[BEGIN]

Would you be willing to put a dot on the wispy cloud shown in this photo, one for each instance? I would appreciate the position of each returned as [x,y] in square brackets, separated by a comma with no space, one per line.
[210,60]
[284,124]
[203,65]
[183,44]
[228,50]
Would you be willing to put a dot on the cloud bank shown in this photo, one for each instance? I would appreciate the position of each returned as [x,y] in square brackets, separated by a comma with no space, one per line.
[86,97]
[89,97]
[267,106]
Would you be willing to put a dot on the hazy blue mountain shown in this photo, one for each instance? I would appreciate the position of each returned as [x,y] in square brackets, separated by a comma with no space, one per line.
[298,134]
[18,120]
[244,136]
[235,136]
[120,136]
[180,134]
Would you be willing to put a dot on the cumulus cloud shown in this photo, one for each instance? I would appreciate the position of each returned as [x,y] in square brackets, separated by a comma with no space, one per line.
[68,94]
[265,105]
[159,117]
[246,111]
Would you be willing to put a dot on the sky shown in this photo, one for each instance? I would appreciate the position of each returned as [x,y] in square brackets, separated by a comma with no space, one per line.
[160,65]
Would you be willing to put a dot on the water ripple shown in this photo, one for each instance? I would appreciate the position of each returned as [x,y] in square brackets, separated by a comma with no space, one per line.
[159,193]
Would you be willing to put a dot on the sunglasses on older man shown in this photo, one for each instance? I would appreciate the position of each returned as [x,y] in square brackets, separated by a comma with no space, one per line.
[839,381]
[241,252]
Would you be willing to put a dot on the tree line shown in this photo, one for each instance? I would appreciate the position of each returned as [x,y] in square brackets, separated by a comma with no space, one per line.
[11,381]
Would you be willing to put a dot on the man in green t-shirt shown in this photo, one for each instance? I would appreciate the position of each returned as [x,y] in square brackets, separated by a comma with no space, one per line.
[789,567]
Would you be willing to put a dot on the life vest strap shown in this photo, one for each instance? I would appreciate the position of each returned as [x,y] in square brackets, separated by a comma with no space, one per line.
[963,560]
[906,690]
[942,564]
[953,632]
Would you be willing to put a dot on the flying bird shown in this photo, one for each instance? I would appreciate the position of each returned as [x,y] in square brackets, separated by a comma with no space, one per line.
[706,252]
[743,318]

[END]

- [Task statement]:
Rewrite the rows from the line containing "Would you be willing to put a dot on the life" through the last row, replacing "square brackets" with "round brackets" and leaving everything else unchanged.

- [Answer]:
Would you be willing to put a dot on the life vest strap shown in this photo, one for each instance? I would appreciate the position of each returned as [x,y] in round brackets, separated by a comma with no space, one per line.
[963,560]
[906,690]
[942,564]
[953,632]
Would you be willing to put a dot on the flying bird shown in this photo, one for each instance? I would appreciate the position of each returned as [x,y] in round brackets, separated by a comma with no space, one per line.
[706,252]
[743,318]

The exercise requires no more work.